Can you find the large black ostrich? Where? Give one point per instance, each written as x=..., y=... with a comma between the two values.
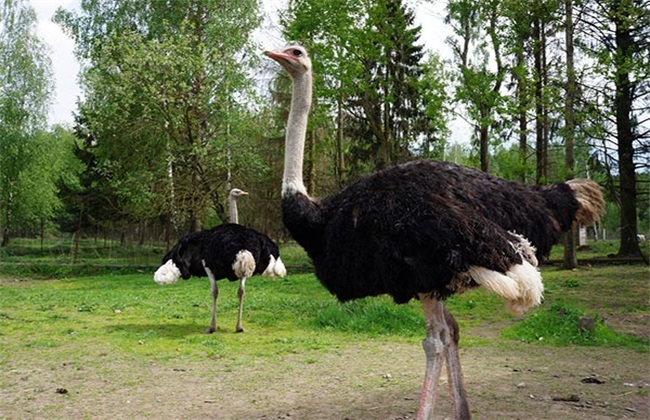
x=229, y=251
x=425, y=230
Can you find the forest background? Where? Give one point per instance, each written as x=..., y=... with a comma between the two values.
x=178, y=107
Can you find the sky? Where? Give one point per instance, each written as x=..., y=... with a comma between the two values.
x=66, y=68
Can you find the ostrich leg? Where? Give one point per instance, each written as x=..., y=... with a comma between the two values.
x=214, y=290
x=455, y=373
x=435, y=347
x=241, y=293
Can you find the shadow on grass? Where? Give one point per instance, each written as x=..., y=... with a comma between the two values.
x=173, y=331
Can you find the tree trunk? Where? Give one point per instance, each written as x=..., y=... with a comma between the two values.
x=541, y=153
x=523, y=106
x=570, y=255
x=484, y=140
x=623, y=104
x=340, y=157
x=5, y=232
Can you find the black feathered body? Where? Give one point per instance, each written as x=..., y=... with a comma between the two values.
x=219, y=247
x=415, y=227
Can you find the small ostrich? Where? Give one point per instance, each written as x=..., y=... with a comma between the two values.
x=425, y=230
x=227, y=251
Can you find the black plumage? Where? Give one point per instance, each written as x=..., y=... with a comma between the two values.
x=412, y=228
x=229, y=251
x=425, y=230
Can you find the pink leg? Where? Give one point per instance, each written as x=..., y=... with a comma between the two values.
x=214, y=291
x=241, y=293
x=435, y=345
x=455, y=373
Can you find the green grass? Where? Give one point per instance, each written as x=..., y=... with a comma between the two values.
x=55, y=308
x=131, y=315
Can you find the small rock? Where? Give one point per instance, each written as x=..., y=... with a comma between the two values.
x=570, y=398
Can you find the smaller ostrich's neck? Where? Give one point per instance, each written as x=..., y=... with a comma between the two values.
x=233, y=216
x=295, y=136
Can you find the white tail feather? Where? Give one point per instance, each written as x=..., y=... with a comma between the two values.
x=167, y=273
x=521, y=285
x=275, y=268
x=244, y=264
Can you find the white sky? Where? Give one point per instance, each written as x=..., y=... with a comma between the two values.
x=66, y=68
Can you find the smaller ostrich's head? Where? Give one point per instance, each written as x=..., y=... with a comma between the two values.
x=293, y=59
x=236, y=192
x=167, y=273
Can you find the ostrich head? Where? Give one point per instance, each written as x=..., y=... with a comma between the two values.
x=296, y=62
x=236, y=192
x=293, y=59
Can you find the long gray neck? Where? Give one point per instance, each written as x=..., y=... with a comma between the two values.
x=295, y=136
x=233, y=216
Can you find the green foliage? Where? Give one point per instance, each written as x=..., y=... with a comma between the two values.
x=165, y=89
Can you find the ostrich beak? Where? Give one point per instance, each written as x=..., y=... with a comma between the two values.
x=279, y=56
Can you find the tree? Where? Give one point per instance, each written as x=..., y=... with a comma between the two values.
x=616, y=35
x=570, y=255
x=370, y=75
x=167, y=80
x=25, y=91
x=478, y=41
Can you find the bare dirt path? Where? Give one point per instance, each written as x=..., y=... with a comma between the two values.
x=373, y=380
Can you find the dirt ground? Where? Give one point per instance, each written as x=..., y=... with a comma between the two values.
x=378, y=379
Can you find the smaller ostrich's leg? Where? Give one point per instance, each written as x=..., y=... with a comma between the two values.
x=241, y=293
x=455, y=373
x=435, y=347
x=214, y=290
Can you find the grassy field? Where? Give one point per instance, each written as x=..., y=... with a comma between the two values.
x=105, y=324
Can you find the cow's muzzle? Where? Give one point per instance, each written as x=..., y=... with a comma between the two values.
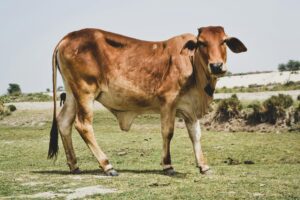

**What to produce**
Retype word for word all the material given above, and keep the pictures out.

**Worked solution**
Can you find the large black ostrich? Where? Give one point per instance, each written as x=..., y=... with a comma between the two values.
x=229, y=251
x=425, y=230
Can you find the forest background? Where? Give one point per instance, each written as x=..., y=... with a comma between the two values.
x=178, y=107
Can you find the sky? Where? Give one point per instance, each written as x=..., y=... with a comma between the two values.
x=66, y=68
Can you find the ostrich leg? Where? Give one point per instance, each written as x=..., y=... with a comma between the two values.
x=214, y=290
x=455, y=373
x=435, y=347
x=241, y=293
Can you find the shadow on grass? Where? Give one point per instance, each written as x=..., y=... with a comma between the two values.
x=173, y=331
Can you find the tree trunk? Where? Give one point per instance, each written as x=..., y=... with a comma between the two values.
x=541, y=153
x=523, y=106
x=570, y=255
x=484, y=140
x=623, y=104
x=340, y=157
x=5, y=232
Can you find the black feathered body? Where? Give one point per instance, each written as x=..., y=... with a comma between the two values.
x=219, y=247
x=415, y=227
Can you find the small ostrich? Where? Give one point per instance, each written as x=..., y=... with a comma between the two values.
x=425, y=230
x=227, y=251
Can you find the black plumage? Where? Give one point per instance, each written as x=..., y=... with a comma between the two values.
x=412, y=228
x=229, y=251
x=425, y=230
Can you find the pink leg? Where? Give one point per instance, each written as x=..., y=... with a comma between the two values.
x=214, y=291
x=241, y=293
x=435, y=345
x=455, y=373
Can you find the green grass? Where? Give one point per instance, each written as x=..., y=... with a comma between the two values.
x=55, y=308
x=131, y=315
Can you find the small rock? Where? Give one point per instance, each written as x=..., y=... with a comma between the two values.
x=570, y=398
Can you find the smaller ostrich's neck? Where? Give one point per instance, each written as x=..., y=... with a comma between the two values.
x=233, y=216
x=295, y=136
Can you find the white tail feather? Where? Give one point per instance, each written as x=..., y=... with a comma between the two values.
x=167, y=273
x=521, y=285
x=275, y=268
x=244, y=264
Can you find the white sky? Where? Give one point per instance, each written as x=..., y=... with a comma between the two values.
x=66, y=68
Can you find the smaller ostrich's head? Where? Give one point per instance, each written as x=..., y=... with a comma between the two values.
x=293, y=59
x=236, y=192
x=167, y=273
Can you find the ostrich head? Where? Give one point per instance, each written as x=..., y=... with a comma between the two values.
x=296, y=62
x=236, y=192
x=293, y=59
Can you find the long gray neck? Where? Give one point per instance, each written as x=..., y=... with a comma between the two values.
x=295, y=136
x=233, y=216
Can you find the green foliage? Where? Give one point per instance, each written as x=..., y=... with a comma between the two values.
x=165, y=89
Can you find the ostrich beak? Where? Give one point per instance, each written as x=..., y=... with a comma between the two values.
x=279, y=56
Can you find the tree? Where? Give one point per instance, each written as x=..., y=... with a comma between the two values.
x=616, y=35
x=570, y=255
x=370, y=75
x=167, y=80
x=25, y=91
x=478, y=41
Can you find the bare dirt path? Where? Give one point per instance, each written as x=..., y=... with a comma between the two values.
x=373, y=380
Can you find the dirt ground? Where? Give one point per instance, each written as x=..., y=... with a comma between the two values.
x=378, y=379
Can you find the smaller ostrich's leg? Where? Give one point per instance, each written as x=..., y=... with a comma between the two values.
x=241, y=293
x=455, y=373
x=435, y=347
x=214, y=290
Can you find the grassy field? Where? Give one point per instance, each written as x=..., y=... with a comma between the two values.
x=105, y=324
Can you find the cow's muzzle? Where? Give one point per instance, each written as x=..., y=... with a comma between the two values.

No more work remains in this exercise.